§ GIVEN DATA
▼
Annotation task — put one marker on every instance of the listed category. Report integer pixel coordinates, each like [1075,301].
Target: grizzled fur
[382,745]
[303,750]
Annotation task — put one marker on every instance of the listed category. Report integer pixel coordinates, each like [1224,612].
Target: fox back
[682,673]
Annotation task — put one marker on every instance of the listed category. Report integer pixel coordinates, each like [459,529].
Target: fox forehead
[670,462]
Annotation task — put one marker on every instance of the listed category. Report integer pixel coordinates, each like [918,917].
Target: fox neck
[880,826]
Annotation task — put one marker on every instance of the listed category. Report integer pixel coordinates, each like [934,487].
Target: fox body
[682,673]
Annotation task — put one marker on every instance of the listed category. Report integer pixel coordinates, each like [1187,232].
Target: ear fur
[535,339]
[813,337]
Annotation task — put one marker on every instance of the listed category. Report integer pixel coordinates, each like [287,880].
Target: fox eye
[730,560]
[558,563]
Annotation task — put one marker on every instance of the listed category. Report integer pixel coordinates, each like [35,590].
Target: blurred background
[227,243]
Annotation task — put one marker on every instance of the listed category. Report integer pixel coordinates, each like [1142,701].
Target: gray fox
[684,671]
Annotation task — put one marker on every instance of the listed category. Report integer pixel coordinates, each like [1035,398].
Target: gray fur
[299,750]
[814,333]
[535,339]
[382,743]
▲
▼
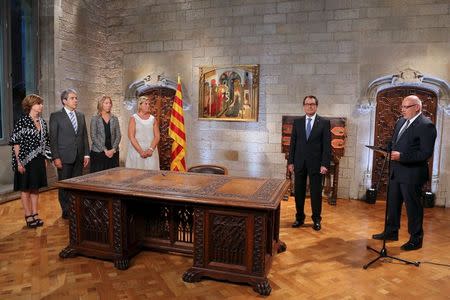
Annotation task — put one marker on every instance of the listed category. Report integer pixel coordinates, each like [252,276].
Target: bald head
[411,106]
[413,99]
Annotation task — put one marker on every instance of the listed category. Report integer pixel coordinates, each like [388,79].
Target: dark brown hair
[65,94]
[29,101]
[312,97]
▲
§ WHAT THE TASK REQUIRES
Locate each row above that contains the string "category", treating uppercase and lowercase as different, and copy every such row.

§ TASK SOLUTION
Annotation task — put one marker on every instance of the listed category. Report integer pixel coordinates, each like [1075,301].
Annotation task — put one marker on every instance of the listed category. Report integer pixel coordinates, each like [1224,612].
Annotation task — put one marker on every instance of the listed category. Report integer pixel coordinates, each like [459,529].
Annotation task — put one marker on every instance of the listed category. Report integer pixel coordinates, each like [918,917].
Annotation task — put one marker on every instance of the listed category. Report integer pixel coordinates, each like [934,487].
Annotation task — put one marker on every instance of the listed category. Report integer pixel coordinates, each like [1187,232].
Annotation task — put one marker on every instance of the listed category. Report integer pixel coordinates, each like [287,880].
Annotation task — put one marker on every instance of the listed category. Report integer pixel coordinates, each like [35,590].
Annotation task — put one marker on every instance of the listed category. Report integer pixel coordinates, each like [1142,701].
Annotation task — put one marker on every instance of the listed category. Report integer pixel coordinates, each like [1035,398].
Annotation task — put one marker on every instance of the listed category. Report integer pixel coordinates, each like [252,276].
Annotation task — put one marker on every instance of the listed category. Report integer pixel coordinates, each like [388,79].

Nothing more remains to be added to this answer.